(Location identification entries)
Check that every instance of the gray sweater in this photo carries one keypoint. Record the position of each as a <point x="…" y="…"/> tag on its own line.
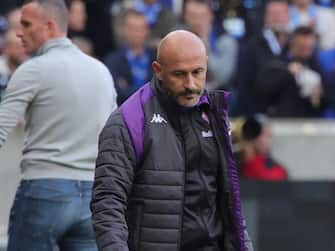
<point x="66" y="97"/>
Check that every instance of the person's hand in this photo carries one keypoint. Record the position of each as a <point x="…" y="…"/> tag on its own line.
<point x="295" y="68"/>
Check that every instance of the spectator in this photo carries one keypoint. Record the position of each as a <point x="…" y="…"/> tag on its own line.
<point x="160" y="19"/>
<point x="306" y="13"/>
<point x="13" y="56"/>
<point x="257" y="161"/>
<point x="257" y="53"/>
<point x="77" y="18"/>
<point x="67" y="97"/>
<point x="222" y="49"/>
<point x="293" y="88"/>
<point x="130" y="65"/>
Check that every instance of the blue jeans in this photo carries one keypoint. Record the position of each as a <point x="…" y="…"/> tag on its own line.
<point x="51" y="214"/>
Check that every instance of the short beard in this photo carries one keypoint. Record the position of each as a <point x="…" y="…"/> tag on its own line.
<point x="187" y="91"/>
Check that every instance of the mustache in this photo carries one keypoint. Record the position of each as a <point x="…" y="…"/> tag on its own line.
<point x="188" y="91"/>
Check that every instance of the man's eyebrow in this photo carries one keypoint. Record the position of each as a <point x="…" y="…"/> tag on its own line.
<point x="24" y="22"/>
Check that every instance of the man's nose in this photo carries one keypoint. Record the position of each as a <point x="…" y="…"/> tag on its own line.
<point x="189" y="82"/>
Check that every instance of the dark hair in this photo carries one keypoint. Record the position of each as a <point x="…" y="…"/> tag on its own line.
<point x="253" y="126"/>
<point x="130" y="12"/>
<point x="303" y="31"/>
<point x="56" y="9"/>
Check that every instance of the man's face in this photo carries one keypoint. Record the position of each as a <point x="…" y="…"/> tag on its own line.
<point x="302" y="47"/>
<point x="183" y="75"/>
<point x="136" y="31"/>
<point x="198" y="17"/>
<point x="34" y="30"/>
<point x="277" y="16"/>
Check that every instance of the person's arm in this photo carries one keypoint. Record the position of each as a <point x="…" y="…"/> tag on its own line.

▶ **What the task requires**
Every entry must be written out exactly, with all pictures left out.

▶ **Answer below**
Check that every instance of the gray sweater in this photo carries one keypoint. Record the position of each as a <point x="…" y="…"/> tag on its own line.
<point x="66" y="97"/>
Check that every instance of the person's hand in this photo carries one keypoint. Record the position of each as a <point x="…" y="…"/> tag on its own line.
<point x="295" y="68"/>
Check that every instance of the spectator in this photo carries one keypoint. Record the position of each as a <point x="…" y="…"/> tag on its own line.
<point x="160" y="19"/>
<point x="306" y="13"/>
<point x="13" y="56"/>
<point x="257" y="161"/>
<point x="257" y="53"/>
<point x="77" y="18"/>
<point x="67" y="97"/>
<point x="222" y="49"/>
<point x="293" y="88"/>
<point x="130" y="65"/>
Check that every instance of the blue jeans in this photo carries one keypoint. Record the position of each as a <point x="…" y="…"/> tag on its own line.
<point x="51" y="214"/>
Check that every instance of the short beard in this photo carries one keypoint. Record the position of each as a <point x="…" y="…"/> tag on its own line.
<point x="187" y="91"/>
Check that every instance of the mustache in this photo carries one keypoint. Record the position of each as a <point x="…" y="…"/> tag on its own line.
<point x="188" y="91"/>
Check that every instance of the man's eyebrow in this photo carries one keypoint. Record the position of each as a <point x="…" y="…"/> tag on its own line.
<point x="24" y="22"/>
Check that every instance of the man's nose in this photo carries one keypoint. Record the position of each as a <point x="…" y="…"/> tag on its own line.
<point x="189" y="82"/>
Check that every instance of the dark hair in this photo carries one keypoint. Record the position of each as a <point x="…" y="…"/> tag on its own line.
<point x="253" y="126"/>
<point x="130" y="12"/>
<point x="303" y="31"/>
<point x="56" y="9"/>
Check that every instance of the man's face in this photo carries one keypoint. Record the position of each as a <point x="…" y="…"/> tag on its own line.
<point x="302" y="47"/>
<point x="183" y="75"/>
<point x="136" y="31"/>
<point x="198" y="17"/>
<point x="34" y="30"/>
<point x="277" y="16"/>
Check that every instance of the person's arm in this photo carries one keypoint. Record the position of each as a <point x="…" y="…"/> tag on its own line.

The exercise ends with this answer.